List each line of the data that contains the string "white", copying every such line in full.
++++++
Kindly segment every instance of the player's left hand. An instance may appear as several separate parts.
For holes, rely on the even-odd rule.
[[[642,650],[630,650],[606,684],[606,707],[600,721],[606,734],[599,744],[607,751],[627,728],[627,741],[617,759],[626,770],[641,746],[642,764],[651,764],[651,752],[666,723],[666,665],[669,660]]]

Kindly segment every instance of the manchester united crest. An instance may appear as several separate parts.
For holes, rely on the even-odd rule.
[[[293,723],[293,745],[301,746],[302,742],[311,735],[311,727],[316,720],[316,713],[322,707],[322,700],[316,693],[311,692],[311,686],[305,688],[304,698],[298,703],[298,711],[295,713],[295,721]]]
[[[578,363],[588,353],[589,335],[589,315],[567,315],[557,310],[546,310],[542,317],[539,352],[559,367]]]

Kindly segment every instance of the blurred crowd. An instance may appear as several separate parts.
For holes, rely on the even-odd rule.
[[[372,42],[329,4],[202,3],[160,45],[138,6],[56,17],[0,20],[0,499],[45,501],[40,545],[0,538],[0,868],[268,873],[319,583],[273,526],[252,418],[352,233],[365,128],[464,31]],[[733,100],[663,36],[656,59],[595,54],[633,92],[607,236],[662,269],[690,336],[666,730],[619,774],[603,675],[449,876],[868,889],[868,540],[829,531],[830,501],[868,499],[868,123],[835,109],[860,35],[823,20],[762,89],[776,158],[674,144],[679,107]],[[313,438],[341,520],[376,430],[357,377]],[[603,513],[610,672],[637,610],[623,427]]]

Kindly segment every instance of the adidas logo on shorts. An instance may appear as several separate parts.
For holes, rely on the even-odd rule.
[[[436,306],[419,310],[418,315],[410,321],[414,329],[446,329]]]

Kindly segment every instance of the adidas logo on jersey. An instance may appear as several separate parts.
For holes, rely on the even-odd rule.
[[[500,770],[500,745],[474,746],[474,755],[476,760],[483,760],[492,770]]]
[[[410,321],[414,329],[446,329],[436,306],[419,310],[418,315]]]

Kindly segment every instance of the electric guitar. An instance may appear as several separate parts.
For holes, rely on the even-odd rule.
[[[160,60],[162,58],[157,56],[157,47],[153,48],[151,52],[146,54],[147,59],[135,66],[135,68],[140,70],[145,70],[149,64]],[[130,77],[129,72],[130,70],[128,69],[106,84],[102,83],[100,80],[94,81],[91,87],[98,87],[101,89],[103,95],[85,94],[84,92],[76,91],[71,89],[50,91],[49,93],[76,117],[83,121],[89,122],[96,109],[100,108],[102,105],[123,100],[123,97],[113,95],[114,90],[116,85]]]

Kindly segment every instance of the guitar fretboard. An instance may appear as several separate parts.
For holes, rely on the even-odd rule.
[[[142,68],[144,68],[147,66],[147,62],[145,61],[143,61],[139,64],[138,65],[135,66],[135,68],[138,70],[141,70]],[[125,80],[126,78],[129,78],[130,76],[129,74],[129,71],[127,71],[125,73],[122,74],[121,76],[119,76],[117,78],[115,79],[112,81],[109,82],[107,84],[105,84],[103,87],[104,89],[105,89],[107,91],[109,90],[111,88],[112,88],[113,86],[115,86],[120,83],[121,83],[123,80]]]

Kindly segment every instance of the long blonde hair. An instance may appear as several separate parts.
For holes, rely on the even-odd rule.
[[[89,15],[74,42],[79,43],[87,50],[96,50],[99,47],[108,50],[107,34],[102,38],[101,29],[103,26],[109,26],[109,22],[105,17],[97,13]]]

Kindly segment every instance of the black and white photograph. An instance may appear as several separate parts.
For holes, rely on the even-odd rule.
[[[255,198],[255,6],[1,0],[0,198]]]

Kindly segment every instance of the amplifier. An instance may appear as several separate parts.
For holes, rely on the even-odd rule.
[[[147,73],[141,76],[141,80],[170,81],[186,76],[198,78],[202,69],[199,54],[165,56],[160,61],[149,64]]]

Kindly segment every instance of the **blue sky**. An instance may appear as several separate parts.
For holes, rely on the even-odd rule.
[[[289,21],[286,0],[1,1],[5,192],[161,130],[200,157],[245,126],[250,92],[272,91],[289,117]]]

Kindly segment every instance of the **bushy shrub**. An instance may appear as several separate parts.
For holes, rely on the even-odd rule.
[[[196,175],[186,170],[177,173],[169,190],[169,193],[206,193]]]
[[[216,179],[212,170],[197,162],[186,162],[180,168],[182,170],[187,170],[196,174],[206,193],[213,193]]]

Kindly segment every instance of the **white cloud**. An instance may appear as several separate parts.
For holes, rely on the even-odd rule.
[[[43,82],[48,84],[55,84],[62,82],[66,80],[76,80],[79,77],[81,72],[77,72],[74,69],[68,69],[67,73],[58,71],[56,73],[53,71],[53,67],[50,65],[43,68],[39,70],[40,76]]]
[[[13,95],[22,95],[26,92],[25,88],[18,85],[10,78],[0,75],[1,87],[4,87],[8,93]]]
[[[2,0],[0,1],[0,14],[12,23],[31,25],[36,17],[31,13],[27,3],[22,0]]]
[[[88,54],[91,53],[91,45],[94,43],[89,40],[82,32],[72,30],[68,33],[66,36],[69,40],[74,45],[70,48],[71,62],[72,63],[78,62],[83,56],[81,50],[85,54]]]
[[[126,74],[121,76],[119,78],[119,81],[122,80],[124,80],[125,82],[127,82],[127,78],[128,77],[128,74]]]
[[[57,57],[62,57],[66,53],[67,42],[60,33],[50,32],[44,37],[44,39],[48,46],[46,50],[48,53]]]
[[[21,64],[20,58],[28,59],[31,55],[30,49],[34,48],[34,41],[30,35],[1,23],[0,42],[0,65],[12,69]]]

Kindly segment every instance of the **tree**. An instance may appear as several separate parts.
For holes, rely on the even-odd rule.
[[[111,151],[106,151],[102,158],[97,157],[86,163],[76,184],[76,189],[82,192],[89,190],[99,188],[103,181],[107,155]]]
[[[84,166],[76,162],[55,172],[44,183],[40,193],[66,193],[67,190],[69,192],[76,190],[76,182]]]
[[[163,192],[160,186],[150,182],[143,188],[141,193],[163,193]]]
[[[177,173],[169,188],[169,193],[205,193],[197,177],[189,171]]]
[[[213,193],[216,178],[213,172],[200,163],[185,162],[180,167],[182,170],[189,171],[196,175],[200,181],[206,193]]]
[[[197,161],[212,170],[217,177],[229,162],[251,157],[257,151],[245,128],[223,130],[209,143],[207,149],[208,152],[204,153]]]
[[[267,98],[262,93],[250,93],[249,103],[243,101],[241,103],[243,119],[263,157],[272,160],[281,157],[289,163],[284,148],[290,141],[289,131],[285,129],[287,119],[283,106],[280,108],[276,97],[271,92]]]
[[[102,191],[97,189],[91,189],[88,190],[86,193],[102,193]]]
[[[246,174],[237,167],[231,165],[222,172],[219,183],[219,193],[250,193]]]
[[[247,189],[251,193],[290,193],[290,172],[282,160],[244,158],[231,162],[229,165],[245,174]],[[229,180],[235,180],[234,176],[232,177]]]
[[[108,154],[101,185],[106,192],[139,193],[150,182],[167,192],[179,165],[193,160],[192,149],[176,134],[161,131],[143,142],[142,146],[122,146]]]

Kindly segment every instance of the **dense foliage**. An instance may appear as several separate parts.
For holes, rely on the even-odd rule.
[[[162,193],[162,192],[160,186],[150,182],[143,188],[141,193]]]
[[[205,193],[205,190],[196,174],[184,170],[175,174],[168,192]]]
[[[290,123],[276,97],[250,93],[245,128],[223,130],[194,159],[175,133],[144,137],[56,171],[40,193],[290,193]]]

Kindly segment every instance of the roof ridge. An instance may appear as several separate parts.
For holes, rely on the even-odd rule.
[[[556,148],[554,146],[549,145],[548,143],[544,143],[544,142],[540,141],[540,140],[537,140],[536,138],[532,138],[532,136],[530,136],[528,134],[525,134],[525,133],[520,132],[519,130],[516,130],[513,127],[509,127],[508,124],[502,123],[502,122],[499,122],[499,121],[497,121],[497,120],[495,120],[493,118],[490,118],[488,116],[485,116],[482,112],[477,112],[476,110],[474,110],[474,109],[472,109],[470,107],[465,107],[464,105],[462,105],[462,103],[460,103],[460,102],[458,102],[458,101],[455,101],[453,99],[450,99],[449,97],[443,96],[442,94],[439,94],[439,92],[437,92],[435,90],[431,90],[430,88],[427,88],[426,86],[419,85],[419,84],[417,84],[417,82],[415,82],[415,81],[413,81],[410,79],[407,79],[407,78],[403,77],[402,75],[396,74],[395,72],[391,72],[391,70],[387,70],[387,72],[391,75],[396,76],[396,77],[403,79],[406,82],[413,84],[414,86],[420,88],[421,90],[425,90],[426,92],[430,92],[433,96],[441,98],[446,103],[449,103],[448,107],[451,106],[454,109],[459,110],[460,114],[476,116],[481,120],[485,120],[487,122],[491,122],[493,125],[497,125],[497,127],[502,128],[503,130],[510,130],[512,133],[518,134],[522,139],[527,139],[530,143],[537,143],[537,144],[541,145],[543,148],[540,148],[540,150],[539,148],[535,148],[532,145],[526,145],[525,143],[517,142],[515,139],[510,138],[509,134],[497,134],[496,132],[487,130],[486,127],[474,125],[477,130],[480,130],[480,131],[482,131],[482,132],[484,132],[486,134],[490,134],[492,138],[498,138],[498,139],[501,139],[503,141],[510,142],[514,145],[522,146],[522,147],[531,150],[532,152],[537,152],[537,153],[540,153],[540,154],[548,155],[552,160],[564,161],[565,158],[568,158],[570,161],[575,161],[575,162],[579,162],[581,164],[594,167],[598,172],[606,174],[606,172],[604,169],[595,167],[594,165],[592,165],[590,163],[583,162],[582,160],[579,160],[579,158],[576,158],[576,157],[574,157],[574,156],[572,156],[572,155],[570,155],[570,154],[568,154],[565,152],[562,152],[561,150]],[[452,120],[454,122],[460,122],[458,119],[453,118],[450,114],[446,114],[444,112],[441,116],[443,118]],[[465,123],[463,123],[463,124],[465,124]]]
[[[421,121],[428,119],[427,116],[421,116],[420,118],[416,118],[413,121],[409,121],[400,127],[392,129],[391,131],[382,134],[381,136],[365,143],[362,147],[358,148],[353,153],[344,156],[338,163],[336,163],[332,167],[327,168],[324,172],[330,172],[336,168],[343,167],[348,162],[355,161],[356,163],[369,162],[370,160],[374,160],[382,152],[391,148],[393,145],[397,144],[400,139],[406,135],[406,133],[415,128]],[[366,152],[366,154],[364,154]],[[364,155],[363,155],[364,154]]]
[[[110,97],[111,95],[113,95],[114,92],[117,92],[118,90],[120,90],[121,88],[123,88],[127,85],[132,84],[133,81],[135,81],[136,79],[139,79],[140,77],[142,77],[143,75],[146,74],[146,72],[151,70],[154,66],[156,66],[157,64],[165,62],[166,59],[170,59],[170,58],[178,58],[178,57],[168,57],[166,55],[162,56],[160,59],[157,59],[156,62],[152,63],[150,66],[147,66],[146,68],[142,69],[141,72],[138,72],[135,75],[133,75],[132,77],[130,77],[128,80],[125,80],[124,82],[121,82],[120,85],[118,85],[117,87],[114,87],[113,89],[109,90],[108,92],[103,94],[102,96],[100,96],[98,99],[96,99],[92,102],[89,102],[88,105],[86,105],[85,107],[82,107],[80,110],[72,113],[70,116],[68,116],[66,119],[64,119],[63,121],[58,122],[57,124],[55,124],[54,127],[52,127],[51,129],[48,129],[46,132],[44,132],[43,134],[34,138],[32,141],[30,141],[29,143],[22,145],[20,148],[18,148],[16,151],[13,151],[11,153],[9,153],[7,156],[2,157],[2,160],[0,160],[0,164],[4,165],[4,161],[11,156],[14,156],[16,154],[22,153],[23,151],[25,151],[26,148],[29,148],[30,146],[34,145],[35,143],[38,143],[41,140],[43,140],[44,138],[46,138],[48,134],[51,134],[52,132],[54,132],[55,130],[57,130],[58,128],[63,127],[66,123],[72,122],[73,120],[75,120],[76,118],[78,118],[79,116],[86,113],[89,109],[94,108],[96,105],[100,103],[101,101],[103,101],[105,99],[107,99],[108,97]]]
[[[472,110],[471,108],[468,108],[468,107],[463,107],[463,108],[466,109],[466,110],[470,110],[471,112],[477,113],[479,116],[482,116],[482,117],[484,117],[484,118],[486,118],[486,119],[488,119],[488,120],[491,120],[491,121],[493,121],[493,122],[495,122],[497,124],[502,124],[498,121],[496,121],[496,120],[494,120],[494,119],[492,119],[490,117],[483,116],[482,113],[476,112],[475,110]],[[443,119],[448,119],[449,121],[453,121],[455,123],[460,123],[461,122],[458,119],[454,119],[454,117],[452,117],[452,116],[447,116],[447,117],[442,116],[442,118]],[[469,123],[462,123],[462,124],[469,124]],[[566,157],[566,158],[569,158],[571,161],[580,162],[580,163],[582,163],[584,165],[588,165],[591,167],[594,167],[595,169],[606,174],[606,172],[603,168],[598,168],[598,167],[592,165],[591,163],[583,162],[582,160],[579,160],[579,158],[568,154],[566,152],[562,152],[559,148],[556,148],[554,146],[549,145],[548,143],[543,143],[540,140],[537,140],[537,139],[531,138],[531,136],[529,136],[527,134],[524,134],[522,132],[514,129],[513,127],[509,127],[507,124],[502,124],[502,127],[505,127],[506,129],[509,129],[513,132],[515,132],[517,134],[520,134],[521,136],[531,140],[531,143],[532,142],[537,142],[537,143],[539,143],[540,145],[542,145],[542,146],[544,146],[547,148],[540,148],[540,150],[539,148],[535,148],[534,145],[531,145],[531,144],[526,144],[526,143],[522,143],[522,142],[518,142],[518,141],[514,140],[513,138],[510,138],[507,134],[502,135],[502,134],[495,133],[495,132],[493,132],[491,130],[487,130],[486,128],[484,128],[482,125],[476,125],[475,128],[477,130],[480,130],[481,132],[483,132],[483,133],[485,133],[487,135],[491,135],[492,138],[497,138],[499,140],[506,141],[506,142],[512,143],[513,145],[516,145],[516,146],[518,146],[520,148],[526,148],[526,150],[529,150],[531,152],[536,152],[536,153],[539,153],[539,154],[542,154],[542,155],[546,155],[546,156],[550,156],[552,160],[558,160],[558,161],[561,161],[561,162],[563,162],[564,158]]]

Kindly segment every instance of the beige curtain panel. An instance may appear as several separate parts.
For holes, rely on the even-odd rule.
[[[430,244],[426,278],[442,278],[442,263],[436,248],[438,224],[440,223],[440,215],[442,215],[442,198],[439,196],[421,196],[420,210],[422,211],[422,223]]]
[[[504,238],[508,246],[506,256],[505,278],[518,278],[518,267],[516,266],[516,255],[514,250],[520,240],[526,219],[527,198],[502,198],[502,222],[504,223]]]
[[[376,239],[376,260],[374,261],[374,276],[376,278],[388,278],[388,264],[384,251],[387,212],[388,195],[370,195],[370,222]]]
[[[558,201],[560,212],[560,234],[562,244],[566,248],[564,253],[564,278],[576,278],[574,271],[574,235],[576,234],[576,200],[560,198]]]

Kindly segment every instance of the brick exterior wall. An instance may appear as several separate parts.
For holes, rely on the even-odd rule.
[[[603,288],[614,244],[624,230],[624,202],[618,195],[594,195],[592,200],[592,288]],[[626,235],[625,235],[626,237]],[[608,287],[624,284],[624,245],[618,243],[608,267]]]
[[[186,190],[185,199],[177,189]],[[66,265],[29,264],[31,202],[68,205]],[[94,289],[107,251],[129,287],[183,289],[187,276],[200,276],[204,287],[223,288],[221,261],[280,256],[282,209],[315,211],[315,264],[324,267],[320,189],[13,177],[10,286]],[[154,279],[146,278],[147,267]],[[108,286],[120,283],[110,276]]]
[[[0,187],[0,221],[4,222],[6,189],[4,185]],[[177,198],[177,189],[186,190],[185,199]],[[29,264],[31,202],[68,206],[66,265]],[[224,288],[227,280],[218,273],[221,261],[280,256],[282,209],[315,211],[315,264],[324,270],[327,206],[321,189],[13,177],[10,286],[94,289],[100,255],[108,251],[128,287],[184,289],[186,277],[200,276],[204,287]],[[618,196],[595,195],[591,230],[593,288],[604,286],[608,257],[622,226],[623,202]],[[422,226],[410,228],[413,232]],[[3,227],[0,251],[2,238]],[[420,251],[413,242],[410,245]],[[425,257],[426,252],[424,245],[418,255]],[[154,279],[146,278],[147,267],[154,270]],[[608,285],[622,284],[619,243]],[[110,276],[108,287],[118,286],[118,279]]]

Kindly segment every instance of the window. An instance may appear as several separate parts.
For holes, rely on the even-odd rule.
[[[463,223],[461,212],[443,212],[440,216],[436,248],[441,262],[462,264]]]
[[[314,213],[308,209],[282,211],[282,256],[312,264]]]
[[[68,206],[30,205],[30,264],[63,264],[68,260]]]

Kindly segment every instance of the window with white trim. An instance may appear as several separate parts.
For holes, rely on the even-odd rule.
++++++
CORRECT RESPONSE:
Kindly segment every instance of the black and white photograph. An instance may appear as several separate parts.
Kindly segment every instance of the **white cloud**. An instance may appear as several separate parts.
Kindly segment every instance of the window with white trim. An instance may appear as several separate parts.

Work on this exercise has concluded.